**GIVEN PASSAGE**
▼
5 Things to consider before moving in Together

EVEN THE CONSIDERATION OF CREATING A HOME WITH YOUR HONEY CAN GIVE YOU BUTTERFLIES.

BUT IF YOU'RE NOT READY FOR SUCH A BIG STEP, IT CAN BE GROUNDS FOR DISASTER. 

Even the consideration of creating a home with your honey can give you butterflies.

But if you're not ready for such a big step, it can be grounds for disaster. 

Here are 5 things to consider before you sign on the dotted line: 

1. What is the status of our relationship? 

In answering this, you want to consider the amount of conflict that is occurring in your relationship, your relationship history, and commitment towards the future.

Healthy relationships should follow the 5:1 ratio - meaning for every negative interaction, there should be 5 positive interactions to counter the negative. Relationships that are not solid have the potential to fizzle, and leases and mortgages are often difficult to break. 

2. Are we compatible room mates?
▲
**RECORDS**
▼
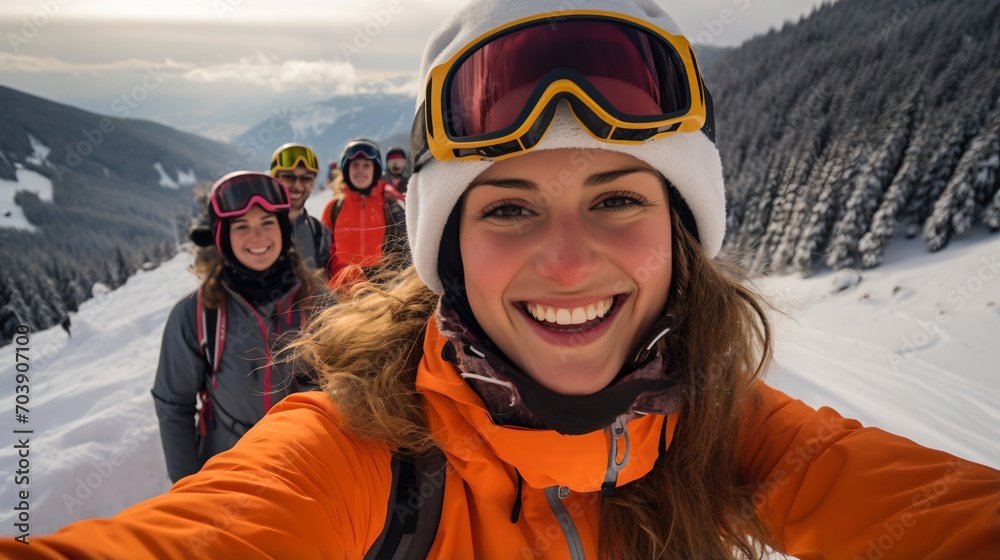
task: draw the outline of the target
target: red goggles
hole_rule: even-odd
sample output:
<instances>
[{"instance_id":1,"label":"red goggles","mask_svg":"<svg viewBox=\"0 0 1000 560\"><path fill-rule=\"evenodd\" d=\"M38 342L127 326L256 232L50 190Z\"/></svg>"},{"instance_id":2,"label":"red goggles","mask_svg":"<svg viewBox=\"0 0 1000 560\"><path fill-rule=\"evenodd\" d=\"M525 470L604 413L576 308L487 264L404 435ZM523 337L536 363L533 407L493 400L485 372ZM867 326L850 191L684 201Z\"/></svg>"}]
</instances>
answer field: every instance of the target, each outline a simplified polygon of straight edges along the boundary
<instances>
[{"instance_id":1,"label":"red goggles","mask_svg":"<svg viewBox=\"0 0 1000 560\"><path fill-rule=\"evenodd\" d=\"M513 22L433 68L418 120L439 160L497 159L533 148L561 100L618 143L700 130L710 104L684 37L580 11Z\"/></svg>"}]
</instances>

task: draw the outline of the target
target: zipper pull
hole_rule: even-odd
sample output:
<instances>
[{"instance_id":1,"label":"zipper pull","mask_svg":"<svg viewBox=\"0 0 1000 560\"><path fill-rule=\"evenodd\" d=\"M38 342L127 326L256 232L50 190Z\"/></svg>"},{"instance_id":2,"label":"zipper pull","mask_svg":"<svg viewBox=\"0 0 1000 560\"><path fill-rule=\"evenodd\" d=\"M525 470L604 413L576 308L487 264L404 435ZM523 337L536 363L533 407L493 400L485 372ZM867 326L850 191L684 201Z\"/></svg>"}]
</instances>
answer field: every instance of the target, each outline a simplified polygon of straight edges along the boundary
<instances>
[{"instance_id":1,"label":"zipper pull","mask_svg":"<svg viewBox=\"0 0 1000 560\"><path fill-rule=\"evenodd\" d=\"M628 437L628 426L625 424L626 416L622 414L615 418L615 422L608 428L611 432L611 445L608 446L608 470L604 474L604 484L601 485L601 496L610 498L615 495L615 487L618 485L618 473L628 464L628 456L632 443ZM619 441L625 447L622 460L618 461Z\"/></svg>"}]
</instances>

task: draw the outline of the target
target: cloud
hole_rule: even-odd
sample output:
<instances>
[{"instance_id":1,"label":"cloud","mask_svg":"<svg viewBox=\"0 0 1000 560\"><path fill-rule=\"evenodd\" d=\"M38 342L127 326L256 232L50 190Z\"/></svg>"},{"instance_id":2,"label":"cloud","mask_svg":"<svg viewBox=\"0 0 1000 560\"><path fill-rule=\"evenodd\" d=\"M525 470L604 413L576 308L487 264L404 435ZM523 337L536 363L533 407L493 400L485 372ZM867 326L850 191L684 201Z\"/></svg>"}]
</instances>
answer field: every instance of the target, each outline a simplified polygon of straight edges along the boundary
▲
**TASK GOAL**
Write out the passage on moving in together from "Here are 5 things" up to and including "towards the future.".

**RESULT BELOW**
Here are 5 things to consider before you sign on the dotted line: 

1. What is the status of our relationship? 

In answering this, you want to consider the amount of conflict that is occurring in your relationship, your relationship history, and commitment towards the future.